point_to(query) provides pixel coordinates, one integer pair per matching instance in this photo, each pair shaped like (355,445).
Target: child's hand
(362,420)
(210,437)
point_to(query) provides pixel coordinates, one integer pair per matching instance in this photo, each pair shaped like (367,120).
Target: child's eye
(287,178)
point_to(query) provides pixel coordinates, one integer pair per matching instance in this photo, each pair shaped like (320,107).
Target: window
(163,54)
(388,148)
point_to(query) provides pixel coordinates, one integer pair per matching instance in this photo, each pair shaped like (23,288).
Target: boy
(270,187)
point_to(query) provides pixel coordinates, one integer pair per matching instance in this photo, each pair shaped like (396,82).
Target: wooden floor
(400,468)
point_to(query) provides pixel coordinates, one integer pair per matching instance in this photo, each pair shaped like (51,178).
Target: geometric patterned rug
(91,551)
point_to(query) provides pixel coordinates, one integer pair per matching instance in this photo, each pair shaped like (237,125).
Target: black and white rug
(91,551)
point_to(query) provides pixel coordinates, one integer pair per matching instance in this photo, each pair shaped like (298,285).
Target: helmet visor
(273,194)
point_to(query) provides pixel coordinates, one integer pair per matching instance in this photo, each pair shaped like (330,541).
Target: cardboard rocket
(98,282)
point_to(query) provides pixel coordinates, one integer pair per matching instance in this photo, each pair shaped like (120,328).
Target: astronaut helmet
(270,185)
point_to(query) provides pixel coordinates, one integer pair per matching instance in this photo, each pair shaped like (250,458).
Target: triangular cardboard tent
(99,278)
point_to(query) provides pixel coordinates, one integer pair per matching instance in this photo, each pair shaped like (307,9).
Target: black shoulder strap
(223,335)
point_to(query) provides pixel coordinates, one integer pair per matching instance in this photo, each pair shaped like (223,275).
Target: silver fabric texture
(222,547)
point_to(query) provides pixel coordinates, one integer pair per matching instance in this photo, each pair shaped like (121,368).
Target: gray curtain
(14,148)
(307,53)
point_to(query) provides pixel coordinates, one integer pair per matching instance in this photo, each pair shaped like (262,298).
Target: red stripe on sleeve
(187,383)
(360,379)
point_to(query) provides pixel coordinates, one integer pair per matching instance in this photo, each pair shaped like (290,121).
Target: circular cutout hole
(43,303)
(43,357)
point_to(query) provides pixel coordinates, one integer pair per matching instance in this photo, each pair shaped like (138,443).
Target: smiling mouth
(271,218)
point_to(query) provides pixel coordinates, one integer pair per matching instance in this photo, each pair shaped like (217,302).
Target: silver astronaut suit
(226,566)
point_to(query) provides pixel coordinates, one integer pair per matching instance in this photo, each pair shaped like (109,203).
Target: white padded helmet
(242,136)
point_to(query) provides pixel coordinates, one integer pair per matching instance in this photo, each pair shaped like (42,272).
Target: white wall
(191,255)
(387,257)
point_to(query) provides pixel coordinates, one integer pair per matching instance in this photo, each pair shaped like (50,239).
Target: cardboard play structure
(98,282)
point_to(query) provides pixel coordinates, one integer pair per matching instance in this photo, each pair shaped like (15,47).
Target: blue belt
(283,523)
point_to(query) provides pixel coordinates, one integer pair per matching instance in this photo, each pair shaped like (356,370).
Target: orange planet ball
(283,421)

* * *

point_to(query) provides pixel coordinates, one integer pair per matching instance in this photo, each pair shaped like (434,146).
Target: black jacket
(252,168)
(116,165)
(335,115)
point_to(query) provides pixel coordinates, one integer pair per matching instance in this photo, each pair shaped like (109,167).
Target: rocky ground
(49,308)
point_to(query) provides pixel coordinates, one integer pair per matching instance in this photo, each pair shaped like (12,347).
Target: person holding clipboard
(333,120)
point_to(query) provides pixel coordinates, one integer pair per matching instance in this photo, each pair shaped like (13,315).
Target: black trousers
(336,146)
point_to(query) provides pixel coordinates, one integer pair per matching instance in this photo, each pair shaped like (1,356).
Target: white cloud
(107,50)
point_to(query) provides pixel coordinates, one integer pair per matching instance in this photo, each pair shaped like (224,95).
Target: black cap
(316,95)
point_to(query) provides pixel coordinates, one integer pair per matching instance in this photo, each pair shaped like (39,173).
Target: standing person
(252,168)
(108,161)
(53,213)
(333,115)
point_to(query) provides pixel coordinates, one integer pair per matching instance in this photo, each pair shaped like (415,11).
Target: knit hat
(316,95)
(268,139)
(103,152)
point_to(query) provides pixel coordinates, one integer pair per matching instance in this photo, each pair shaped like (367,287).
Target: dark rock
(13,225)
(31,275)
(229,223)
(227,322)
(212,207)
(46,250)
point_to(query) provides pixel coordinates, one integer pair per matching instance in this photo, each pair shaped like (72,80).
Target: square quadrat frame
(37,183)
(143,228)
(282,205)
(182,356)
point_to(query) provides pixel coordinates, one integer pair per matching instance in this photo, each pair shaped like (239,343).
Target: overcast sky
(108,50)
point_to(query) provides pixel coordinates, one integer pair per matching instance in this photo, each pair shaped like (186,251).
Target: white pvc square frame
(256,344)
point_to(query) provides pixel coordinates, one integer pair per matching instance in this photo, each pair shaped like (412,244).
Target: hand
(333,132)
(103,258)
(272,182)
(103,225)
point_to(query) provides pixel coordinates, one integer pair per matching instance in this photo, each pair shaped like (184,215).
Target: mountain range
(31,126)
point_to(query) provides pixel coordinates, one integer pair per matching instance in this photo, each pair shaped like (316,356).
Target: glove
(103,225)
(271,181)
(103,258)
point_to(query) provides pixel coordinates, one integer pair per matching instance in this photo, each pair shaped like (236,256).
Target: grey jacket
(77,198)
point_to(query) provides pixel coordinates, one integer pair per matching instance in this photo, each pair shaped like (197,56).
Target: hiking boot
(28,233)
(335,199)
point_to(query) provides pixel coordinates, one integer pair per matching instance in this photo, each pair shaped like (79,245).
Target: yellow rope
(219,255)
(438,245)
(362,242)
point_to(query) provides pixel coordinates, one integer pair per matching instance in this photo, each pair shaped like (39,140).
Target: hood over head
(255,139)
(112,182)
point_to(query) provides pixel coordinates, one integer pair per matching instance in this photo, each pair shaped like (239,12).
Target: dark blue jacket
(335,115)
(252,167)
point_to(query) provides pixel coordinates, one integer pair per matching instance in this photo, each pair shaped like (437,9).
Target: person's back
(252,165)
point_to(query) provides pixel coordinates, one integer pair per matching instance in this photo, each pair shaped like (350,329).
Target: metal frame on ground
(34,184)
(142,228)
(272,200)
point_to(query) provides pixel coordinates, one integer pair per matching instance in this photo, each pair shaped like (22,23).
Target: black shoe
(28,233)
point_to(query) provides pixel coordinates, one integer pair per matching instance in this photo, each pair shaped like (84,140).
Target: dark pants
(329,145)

* * *

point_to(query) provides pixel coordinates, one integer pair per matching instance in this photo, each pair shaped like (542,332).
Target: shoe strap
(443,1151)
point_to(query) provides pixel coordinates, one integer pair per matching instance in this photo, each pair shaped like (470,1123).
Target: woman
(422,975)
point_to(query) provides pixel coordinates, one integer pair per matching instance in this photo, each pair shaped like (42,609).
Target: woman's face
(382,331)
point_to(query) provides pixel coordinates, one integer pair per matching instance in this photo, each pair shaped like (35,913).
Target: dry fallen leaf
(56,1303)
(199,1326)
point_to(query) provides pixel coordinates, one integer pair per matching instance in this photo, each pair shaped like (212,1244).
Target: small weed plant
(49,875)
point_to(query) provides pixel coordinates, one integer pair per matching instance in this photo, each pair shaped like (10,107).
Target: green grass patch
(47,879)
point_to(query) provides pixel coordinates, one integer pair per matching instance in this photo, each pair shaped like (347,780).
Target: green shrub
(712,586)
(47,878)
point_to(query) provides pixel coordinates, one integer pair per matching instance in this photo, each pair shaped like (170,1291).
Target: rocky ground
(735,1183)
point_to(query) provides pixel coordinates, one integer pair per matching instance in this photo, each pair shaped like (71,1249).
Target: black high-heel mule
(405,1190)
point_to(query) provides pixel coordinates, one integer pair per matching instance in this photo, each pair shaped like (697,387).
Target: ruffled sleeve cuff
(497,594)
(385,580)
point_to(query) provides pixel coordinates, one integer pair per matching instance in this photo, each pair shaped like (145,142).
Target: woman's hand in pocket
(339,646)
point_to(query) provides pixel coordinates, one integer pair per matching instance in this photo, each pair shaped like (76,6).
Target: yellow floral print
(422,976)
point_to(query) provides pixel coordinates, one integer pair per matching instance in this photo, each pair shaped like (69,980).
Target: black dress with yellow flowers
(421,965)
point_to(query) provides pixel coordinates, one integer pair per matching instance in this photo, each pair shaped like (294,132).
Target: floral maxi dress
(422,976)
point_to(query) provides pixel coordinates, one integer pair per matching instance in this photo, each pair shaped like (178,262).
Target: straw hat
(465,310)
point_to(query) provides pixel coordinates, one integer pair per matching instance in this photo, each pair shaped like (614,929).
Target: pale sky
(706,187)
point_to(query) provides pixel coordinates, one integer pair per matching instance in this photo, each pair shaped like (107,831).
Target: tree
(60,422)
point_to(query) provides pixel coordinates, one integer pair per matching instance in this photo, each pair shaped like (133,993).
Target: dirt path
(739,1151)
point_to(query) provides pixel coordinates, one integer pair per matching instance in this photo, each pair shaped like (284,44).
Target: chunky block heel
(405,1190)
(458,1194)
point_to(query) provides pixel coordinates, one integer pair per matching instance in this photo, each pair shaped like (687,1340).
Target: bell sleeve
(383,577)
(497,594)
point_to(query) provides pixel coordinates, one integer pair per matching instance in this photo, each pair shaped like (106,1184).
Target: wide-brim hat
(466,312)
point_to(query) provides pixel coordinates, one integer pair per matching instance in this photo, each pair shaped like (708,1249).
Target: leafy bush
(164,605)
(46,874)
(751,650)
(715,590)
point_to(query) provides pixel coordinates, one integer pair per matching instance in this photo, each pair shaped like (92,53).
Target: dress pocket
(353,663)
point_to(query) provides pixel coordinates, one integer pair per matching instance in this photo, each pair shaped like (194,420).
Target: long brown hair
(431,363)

- **WHAT TO DO**: Find every line in the records above that contains the word "person", treating uppercase and lowercase letters as different, and copy each of those lines.

- **OUTPUT OF THE TASK**:
Target: person holding clipboard
Target: standing person
Target: person's back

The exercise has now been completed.